What you will do:
Copy the data below word for word, leaving every character unchanged.

Task inputs:
+---+

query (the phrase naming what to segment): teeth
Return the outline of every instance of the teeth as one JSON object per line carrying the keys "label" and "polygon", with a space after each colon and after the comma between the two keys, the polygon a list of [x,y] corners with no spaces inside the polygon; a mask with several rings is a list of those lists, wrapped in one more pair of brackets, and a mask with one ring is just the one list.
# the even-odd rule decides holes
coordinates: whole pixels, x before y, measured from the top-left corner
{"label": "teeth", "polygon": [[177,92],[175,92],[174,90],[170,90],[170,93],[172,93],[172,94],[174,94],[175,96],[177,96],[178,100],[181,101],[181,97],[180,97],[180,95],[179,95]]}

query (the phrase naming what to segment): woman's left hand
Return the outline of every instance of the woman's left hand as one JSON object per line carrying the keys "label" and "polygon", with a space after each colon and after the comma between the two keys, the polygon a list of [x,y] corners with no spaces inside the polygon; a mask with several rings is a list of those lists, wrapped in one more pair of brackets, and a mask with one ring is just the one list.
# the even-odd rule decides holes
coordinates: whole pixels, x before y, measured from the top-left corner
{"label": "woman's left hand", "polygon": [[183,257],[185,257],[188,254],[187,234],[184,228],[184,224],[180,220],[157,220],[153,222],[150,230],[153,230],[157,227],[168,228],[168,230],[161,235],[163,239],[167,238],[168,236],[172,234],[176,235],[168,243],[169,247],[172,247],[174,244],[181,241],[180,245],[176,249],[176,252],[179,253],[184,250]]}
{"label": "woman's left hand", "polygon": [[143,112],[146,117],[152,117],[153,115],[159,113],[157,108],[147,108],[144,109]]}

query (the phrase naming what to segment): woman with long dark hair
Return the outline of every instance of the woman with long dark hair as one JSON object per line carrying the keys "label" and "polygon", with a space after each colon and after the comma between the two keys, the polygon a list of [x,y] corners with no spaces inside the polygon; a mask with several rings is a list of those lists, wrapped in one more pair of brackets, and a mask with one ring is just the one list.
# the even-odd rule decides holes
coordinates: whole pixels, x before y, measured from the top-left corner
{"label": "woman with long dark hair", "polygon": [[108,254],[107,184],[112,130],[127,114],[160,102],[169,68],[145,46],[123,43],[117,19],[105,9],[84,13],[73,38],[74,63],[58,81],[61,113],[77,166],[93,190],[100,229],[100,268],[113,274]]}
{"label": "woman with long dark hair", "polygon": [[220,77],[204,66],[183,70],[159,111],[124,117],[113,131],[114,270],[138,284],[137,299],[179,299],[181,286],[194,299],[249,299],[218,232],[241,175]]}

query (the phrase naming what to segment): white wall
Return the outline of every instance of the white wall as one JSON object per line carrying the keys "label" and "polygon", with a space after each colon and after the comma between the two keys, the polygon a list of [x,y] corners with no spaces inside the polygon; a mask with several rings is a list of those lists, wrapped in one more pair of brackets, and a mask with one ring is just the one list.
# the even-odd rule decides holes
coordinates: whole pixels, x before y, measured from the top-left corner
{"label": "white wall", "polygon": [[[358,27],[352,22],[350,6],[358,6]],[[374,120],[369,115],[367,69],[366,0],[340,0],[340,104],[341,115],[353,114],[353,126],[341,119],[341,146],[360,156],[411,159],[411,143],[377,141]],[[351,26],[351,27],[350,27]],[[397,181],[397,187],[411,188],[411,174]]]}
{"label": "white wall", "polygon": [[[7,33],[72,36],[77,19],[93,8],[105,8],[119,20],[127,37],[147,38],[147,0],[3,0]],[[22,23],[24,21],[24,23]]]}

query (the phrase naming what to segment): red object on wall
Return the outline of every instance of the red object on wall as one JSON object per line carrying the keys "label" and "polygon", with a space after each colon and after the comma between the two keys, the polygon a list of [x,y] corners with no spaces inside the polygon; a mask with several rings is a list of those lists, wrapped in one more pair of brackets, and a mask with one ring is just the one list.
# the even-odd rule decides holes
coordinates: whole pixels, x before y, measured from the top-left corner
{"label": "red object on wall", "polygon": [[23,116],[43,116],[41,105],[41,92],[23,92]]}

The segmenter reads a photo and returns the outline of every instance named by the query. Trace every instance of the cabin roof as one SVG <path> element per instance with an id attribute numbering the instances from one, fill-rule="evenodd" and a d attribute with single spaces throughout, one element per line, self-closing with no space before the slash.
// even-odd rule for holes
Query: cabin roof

+---+

Answer:
query (the phrase naming what to segment): teeth
Return the outline of every instance of the teeth as one JSON object per line carrying the keys "label" and "polygon", with a space after each colon and after the comma between the two keys, the polygon a list of [x,y] corners with no spaces inside the polygon; a mask with several rings is a list of those lists, wrapped in one more pair of brackets, and a mask with one ring is just the one list.
# the even-odd rule decides holes
coordinates: whole pixels, x before y, measured from the top-left corner
{"label": "teeth", "polygon": [[177,92],[175,92],[174,90],[170,90],[170,93],[172,93],[172,94],[174,94],[175,96],[177,96],[178,100],[181,101],[181,97],[180,97],[180,95],[179,95]]}

query (the phrase naming what to segment): woman's left hand
Return the outline of every instance of the woman's left hand as one JSON object per line carrying the keys "label" and "polygon", with a space after each colon and after the comma between the two keys, the polygon a list of [x,y] corners with no spaces inside the polygon; a mask with several rings is a list of those lists, wrapped in one more pair of brackets, and a mask with one ring is just the one list.
# the even-odd rule decides holes
coordinates: whole pixels, x before y, measured from the top-left corner
{"label": "woman's left hand", "polygon": [[183,257],[185,257],[188,254],[187,234],[184,228],[184,224],[180,220],[157,220],[153,222],[150,230],[153,230],[157,227],[168,228],[168,230],[161,235],[163,239],[167,238],[168,236],[172,234],[176,235],[168,243],[169,247],[172,247],[174,244],[181,241],[180,245],[176,249],[176,252],[179,253],[184,250]]}
{"label": "woman's left hand", "polygon": [[143,112],[146,117],[152,117],[153,115],[159,113],[157,108],[147,108],[144,109]]}

query (the phrase naming what to segment): woman with long dark hair
Return the outline of every instance of the woman with long dark hair as one JSON object per line carrying the keys "label" and "polygon", with a space after each colon and after the comma between the two keys, the polygon a list of [x,y] corners with no spaces inside the polygon; a mask with several rings is a list of those lists, wrapped in one more pair of brackets, and a mask with one ring is just the one list.
# the even-odd rule decides holes
coordinates: whole pixels, x before y, measured from the top-left corner
{"label": "woman with long dark hair", "polygon": [[108,254],[107,184],[112,130],[127,114],[160,102],[169,68],[145,46],[123,43],[117,19],[105,9],[84,13],[73,38],[74,63],[58,81],[61,113],[77,166],[93,190],[100,229],[100,268],[113,274]]}
{"label": "woman with long dark hair", "polygon": [[220,77],[204,66],[183,70],[159,111],[124,117],[113,131],[114,270],[138,284],[137,299],[179,299],[181,286],[194,299],[249,299],[218,232],[241,175]]}

query (the phrase naming what to segment): white wall
Return the outline of every instance of the white wall as one JSON object per line carrying the keys "label" and "polygon", with a space after each colon and after the comma between the two keys, the polygon a list of [x,y] corners with no spaces inside the polygon; a mask with several rings is a list of those lists, wrapped in one more pair of brackets, and a mask with one ring is just the one list.
# the even-odd rule decides holes
coordinates: whole pixels, x before y, measured from the top-left corner
{"label": "white wall", "polygon": [[[358,27],[352,22],[350,6],[358,6]],[[374,120],[369,115],[367,69],[366,0],[340,0],[340,104],[341,115],[353,114],[353,126],[341,119],[341,146],[360,156],[411,159],[411,143],[377,141]],[[351,26],[351,27],[350,27]],[[397,181],[397,187],[411,188],[411,174]]]}
{"label": "white wall", "polygon": [[[7,33],[72,36],[77,19],[93,8],[105,8],[119,20],[127,37],[147,38],[147,0],[3,0]],[[22,23],[24,21],[24,23]]]}

query (the phrase naming what to segment): red object on wall
Return the outline of every instance of the red object on wall as one JSON object per line carrying the keys "label" and "polygon", with a space after each colon and after the comma between the two keys, the polygon a list of [x,y] corners with no spaces inside the polygon; a mask with several rings is a list of those lists, wrapped in one more pair of brackets, and a mask with one ring is just the one list.
# the even-odd rule decides holes
coordinates: whole pixels, x before y, measured from the top-left corner
{"label": "red object on wall", "polygon": [[23,116],[43,116],[41,105],[41,92],[23,92]]}

The segmenter reads a photo and returns the outline of every instance named by the query. Trace every instance of the cabin roof as one SVG <path> element per instance with an id attribute numbering the instances from one, fill-rule="evenodd" and a d attribute with single spaces throughout, one element per line, self-closing with no space before the slash.
// even-odd rule for holes
Query: cabin roof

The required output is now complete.